Lines with "photo": how many are there in the listing below? Reply with the number only.
*** MATERIAL FOR THIS TASK Section Begins ***
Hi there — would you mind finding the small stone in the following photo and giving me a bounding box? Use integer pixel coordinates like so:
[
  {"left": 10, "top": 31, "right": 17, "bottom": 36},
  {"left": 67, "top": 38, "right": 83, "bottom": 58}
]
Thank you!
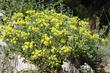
[{"left": 0, "top": 13, "right": 3, "bottom": 17}]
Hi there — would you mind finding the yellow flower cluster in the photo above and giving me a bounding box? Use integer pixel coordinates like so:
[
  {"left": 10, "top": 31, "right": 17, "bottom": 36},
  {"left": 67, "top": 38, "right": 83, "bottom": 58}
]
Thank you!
[
  {"left": 48, "top": 55, "right": 60, "bottom": 66},
  {"left": 51, "top": 27, "right": 68, "bottom": 36},
  {"left": 51, "top": 27, "right": 62, "bottom": 36},
  {"left": 11, "top": 37, "right": 17, "bottom": 44},
  {"left": 0, "top": 9, "right": 105, "bottom": 70},
  {"left": 26, "top": 10, "right": 36, "bottom": 14},
  {"left": 31, "top": 49, "right": 45, "bottom": 60},
  {"left": 22, "top": 41, "right": 34, "bottom": 51},
  {"left": 41, "top": 34, "right": 52, "bottom": 46},
  {"left": 60, "top": 46, "right": 72, "bottom": 53},
  {"left": 12, "top": 13, "right": 24, "bottom": 20}
]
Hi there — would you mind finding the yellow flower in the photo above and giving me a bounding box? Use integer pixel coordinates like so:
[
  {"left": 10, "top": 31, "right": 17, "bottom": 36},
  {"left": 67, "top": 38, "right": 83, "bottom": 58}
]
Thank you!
[
  {"left": 101, "top": 39, "right": 106, "bottom": 42},
  {"left": 32, "top": 51, "right": 35, "bottom": 54},
  {"left": 29, "top": 43, "right": 33, "bottom": 48},
  {"left": 22, "top": 41, "right": 34, "bottom": 50},
  {"left": 43, "top": 41, "right": 49, "bottom": 46},
  {"left": 31, "top": 54, "right": 37, "bottom": 60},
  {"left": 33, "top": 50, "right": 45, "bottom": 58},
  {"left": 68, "top": 36, "right": 73, "bottom": 41},
  {"left": 16, "top": 20, "right": 25, "bottom": 25},
  {"left": 78, "top": 20, "right": 88, "bottom": 27},
  {"left": 92, "top": 34, "right": 99, "bottom": 39},
  {"left": 61, "top": 46, "right": 72, "bottom": 53},
  {"left": 62, "top": 29, "right": 68, "bottom": 35},
  {"left": 26, "top": 10, "right": 35, "bottom": 14},
  {"left": 11, "top": 37, "right": 17, "bottom": 44},
  {"left": 42, "top": 22, "right": 48, "bottom": 27},
  {"left": 41, "top": 34, "right": 52, "bottom": 46},
  {"left": 51, "top": 27, "right": 62, "bottom": 36},
  {"left": 51, "top": 46, "right": 56, "bottom": 53},
  {"left": 69, "top": 25, "right": 76, "bottom": 30},
  {"left": 31, "top": 27, "right": 38, "bottom": 31},
  {"left": 13, "top": 41, "right": 16, "bottom": 44},
  {"left": 61, "top": 39, "right": 66, "bottom": 43},
  {"left": 22, "top": 45, "right": 28, "bottom": 51},
  {"left": 12, "top": 13, "right": 23, "bottom": 20}
]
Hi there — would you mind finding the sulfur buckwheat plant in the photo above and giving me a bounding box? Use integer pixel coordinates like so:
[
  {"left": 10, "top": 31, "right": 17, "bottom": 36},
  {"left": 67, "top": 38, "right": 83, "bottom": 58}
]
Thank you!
[{"left": 0, "top": 10, "right": 105, "bottom": 72}]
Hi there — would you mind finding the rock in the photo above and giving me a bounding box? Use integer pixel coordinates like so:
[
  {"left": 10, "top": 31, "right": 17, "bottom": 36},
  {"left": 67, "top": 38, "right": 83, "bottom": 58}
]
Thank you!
[
  {"left": 80, "top": 63, "right": 94, "bottom": 73},
  {"left": 104, "top": 64, "right": 110, "bottom": 73},
  {"left": 0, "top": 13, "right": 3, "bottom": 17},
  {"left": 16, "top": 55, "right": 38, "bottom": 72},
  {"left": 0, "top": 40, "right": 38, "bottom": 73},
  {"left": 62, "top": 59, "right": 79, "bottom": 73}
]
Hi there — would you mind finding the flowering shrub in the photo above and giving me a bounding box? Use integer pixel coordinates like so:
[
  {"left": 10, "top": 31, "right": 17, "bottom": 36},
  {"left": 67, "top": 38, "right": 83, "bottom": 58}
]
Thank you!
[{"left": 0, "top": 10, "right": 105, "bottom": 72}]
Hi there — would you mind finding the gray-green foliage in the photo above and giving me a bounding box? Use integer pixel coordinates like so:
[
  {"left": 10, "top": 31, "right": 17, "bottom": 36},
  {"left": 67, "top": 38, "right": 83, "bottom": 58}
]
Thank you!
[
  {"left": 98, "top": 37, "right": 110, "bottom": 62},
  {"left": 0, "top": 0, "right": 34, "bottom": 16},
  {"left": 18, "top": 70, "right": 38, "bottom": 73},
  {"left": 0, "top": 0, "right": 73, "bottom": 16}
]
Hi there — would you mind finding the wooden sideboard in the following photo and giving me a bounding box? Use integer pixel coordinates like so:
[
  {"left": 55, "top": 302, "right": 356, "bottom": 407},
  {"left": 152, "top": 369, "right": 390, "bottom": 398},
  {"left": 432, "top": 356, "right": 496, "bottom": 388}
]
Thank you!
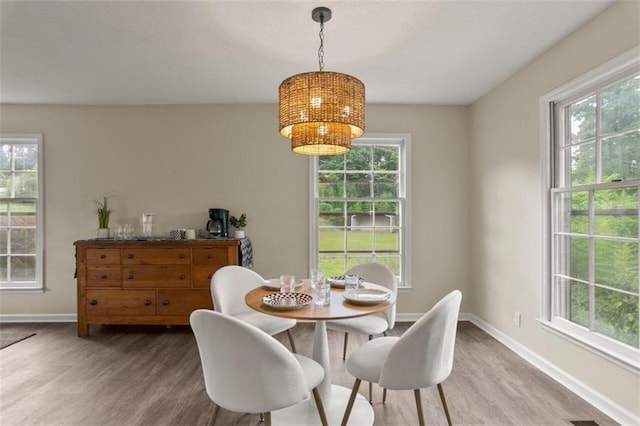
*** MATERIAL FOR THIS TASK Section Ends ***
ANSWER => 8